> Given exercise A:
According to the biography of Sterling Allen Brown, which schools did he attend as a student? Name them all.
> Given exercise B:
Write the next paragraph of the biography of Sterling Allen Brown, picking up after its final sentence.

> Source passage:
Sterling Allen Brown

Sterling [A.] Brown, Oct. 7 #119: [cellulose acetate photonegative and contact print, 1944]. Scurlock Studio (Washington, D.C.) (photographers). Black-and-white film negatives (Series 4), Scurlock Studio Records, 1905-1994. Smithsonian Institution.

African American, Federal Writers’ Project, Literature

Sterling Allen Brown

(1901-1989)

Sterling Allen Brown was a renowned poet who documented and championed African American traditional culture in his writings. As Editor of the Negro Affairs for the Federal Writer’s Project (FWP), he set the standards of how Black culture should be presented in realistic ways in FWP publications.

Born on the campus of Howard University, he spent his early childhood on a small farm in Howard County, Maryland, and grew up on the Howard University campus, where his theologian and social activist father, the Rev. Sterling N. Brown, taught. His mother, Grace Adelaide Allen Brown, taught for 50 years in the D.C. public schools. Brown graduated valedictorian from DC’s Dunbar High School (1918) and as its top graduate, won a scholarship to attend Williams College in Massachusetts. At Williams, he graduated in 1922 as a Phi Beta Kappa, with highest honors in English. Awarded another scholarship at Harvard University, he earned an MA in English (1923). He returned to Harvard for further study in 1931-1932.

> Given records:
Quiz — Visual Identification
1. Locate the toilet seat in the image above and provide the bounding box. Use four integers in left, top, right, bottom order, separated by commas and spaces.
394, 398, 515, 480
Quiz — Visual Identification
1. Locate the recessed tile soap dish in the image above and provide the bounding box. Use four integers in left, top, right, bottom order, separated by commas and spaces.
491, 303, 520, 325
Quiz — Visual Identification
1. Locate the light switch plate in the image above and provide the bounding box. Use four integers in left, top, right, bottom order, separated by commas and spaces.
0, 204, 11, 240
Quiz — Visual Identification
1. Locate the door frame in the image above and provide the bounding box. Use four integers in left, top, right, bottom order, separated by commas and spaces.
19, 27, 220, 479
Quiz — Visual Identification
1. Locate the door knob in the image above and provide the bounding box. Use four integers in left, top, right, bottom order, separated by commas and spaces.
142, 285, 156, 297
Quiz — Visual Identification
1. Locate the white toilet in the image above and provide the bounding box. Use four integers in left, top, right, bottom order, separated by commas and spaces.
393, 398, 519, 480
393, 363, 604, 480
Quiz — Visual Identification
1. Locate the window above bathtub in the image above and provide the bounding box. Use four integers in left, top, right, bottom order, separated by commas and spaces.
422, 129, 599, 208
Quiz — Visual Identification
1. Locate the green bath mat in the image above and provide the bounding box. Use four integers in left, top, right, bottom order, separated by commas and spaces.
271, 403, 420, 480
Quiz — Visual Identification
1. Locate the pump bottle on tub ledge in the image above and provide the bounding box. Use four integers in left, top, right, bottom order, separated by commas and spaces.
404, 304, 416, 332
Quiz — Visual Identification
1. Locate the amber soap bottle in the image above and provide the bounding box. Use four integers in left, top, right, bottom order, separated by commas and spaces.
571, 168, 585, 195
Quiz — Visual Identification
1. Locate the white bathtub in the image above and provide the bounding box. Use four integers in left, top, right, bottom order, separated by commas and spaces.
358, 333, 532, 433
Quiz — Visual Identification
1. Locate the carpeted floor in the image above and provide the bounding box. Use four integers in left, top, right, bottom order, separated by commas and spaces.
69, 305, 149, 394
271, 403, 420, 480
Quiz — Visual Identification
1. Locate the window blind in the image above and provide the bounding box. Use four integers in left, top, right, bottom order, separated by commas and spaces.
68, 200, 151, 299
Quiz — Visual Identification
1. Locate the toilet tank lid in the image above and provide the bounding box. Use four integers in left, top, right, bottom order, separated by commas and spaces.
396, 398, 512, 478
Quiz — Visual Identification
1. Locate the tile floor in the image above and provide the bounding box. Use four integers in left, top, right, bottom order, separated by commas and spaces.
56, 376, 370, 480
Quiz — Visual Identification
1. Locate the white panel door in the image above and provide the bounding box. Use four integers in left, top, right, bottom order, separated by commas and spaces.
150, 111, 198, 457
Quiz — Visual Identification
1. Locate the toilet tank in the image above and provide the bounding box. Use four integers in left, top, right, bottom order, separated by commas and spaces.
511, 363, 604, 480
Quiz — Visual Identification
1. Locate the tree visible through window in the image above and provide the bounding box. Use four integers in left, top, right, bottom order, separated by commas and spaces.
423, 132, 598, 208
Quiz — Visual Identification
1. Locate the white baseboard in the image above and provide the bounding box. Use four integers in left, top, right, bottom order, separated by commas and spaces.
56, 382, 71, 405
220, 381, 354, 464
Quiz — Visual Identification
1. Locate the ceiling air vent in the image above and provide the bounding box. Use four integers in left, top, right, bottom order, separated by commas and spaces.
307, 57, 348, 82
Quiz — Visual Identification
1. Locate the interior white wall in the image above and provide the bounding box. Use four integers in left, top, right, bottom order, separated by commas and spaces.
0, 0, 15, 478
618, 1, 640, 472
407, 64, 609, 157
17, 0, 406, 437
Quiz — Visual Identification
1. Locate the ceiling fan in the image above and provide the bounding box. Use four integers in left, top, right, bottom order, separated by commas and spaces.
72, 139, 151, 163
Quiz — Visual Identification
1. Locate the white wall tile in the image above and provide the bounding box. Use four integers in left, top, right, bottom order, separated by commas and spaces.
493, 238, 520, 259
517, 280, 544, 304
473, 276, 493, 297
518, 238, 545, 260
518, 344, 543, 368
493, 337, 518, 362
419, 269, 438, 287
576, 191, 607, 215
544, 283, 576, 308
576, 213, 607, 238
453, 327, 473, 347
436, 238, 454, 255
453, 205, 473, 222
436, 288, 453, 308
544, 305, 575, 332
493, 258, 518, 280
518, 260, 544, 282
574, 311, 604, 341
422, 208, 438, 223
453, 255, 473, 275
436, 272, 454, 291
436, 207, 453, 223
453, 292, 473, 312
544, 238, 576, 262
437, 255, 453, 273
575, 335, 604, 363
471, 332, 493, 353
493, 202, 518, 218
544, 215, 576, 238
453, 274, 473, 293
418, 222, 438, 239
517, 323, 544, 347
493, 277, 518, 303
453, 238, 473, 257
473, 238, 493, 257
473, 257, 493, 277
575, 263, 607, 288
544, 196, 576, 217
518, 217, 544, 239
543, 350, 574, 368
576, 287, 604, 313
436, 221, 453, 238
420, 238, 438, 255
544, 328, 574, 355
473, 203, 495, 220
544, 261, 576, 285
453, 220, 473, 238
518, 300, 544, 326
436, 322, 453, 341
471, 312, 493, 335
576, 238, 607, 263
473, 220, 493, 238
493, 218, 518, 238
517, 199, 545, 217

---

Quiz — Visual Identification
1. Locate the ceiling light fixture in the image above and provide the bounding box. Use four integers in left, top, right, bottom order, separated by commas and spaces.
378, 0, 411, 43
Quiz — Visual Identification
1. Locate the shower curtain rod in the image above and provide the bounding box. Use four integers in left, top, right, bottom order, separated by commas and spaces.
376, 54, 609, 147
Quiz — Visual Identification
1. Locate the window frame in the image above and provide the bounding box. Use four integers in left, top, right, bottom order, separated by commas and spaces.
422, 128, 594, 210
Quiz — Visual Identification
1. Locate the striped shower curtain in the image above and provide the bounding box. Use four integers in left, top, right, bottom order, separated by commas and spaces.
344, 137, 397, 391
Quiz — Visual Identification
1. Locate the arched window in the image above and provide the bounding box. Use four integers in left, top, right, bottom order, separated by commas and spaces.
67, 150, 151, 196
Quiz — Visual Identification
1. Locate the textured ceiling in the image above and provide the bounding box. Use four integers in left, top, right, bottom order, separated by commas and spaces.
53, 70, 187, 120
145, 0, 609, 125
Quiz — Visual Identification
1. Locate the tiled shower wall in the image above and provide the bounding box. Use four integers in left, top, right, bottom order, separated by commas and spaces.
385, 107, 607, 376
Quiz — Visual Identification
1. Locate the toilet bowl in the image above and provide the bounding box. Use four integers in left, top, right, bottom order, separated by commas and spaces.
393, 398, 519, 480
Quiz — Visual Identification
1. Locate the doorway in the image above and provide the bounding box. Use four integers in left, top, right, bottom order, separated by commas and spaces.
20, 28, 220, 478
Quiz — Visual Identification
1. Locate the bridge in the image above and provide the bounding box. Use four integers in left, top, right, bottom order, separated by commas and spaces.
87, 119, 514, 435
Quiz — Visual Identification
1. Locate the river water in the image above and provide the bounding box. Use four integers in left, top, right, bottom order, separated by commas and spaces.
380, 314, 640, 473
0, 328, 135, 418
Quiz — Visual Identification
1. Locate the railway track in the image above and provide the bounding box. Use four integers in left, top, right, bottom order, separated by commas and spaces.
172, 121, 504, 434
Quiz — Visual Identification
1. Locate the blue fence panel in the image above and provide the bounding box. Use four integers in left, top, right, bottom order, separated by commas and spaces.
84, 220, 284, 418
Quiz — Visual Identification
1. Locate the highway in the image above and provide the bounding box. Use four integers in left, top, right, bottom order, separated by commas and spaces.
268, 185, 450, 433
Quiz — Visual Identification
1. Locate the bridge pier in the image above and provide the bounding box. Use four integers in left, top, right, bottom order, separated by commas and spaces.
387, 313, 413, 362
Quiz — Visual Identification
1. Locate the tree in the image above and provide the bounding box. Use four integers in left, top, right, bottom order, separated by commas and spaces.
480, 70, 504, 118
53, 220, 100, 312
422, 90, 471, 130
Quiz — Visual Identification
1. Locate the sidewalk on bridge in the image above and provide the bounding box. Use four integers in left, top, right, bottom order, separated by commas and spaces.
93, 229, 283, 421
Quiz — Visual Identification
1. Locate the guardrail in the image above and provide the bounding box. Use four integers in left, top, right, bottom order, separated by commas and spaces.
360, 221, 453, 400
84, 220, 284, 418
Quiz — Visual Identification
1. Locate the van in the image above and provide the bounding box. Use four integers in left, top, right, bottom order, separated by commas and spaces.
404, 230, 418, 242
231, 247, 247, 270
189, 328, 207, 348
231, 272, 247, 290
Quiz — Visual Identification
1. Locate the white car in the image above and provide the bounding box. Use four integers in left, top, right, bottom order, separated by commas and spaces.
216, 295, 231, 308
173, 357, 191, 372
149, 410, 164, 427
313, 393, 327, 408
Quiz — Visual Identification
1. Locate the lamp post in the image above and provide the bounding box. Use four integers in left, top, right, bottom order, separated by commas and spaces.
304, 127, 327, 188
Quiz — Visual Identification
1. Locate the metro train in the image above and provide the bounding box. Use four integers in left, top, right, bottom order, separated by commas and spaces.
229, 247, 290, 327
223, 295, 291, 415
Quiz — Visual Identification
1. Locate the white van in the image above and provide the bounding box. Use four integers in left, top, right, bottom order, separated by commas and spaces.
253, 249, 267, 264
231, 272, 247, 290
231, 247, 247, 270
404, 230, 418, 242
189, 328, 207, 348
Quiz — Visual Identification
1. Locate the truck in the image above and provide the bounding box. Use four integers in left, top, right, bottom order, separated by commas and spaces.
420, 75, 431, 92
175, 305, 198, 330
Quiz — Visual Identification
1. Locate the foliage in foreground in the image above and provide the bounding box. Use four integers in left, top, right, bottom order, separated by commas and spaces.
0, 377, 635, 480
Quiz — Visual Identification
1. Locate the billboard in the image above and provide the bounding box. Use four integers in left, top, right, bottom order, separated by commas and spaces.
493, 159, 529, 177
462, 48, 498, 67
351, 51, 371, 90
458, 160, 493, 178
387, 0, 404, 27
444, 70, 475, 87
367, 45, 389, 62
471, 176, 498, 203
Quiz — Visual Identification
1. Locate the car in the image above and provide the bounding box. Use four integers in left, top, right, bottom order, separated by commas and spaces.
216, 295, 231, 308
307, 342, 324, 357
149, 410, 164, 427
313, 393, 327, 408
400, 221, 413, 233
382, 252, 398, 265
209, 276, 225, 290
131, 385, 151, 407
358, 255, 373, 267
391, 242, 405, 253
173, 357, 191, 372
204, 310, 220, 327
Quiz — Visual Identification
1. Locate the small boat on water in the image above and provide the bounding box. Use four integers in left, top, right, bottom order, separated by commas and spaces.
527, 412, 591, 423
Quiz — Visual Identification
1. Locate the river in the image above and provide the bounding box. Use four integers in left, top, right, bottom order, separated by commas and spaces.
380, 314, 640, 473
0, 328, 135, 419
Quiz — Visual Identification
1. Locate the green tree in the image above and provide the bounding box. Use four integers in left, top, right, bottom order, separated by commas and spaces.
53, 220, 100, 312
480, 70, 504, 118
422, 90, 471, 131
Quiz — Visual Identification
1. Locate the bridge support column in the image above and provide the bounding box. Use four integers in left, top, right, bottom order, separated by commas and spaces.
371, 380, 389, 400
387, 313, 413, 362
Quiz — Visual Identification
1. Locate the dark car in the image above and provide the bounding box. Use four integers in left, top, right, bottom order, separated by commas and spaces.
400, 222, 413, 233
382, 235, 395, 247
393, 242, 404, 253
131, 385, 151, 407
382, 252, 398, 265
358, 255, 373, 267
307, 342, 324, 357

> Reply A:
Dunbar High School, Williams College, Harvard University

> Reply B:
Beginning in 1923, Brown taught at several historically Black colleges, first, Virginia Seminary and College, and over the next several years, Lincoln University (Missouri) and Fisk University.  While in these communities, Brown deepened his exposure to and understanding of traditional African American culture. He began collecting and studying African American folk songs, folk stories, traditional ways of speaking, and folklife, which formed the lifelong foundation for his literary writings, criticism, and ethnographic work. In 1929, Brown returned to Howard University to teach for the next 40 years.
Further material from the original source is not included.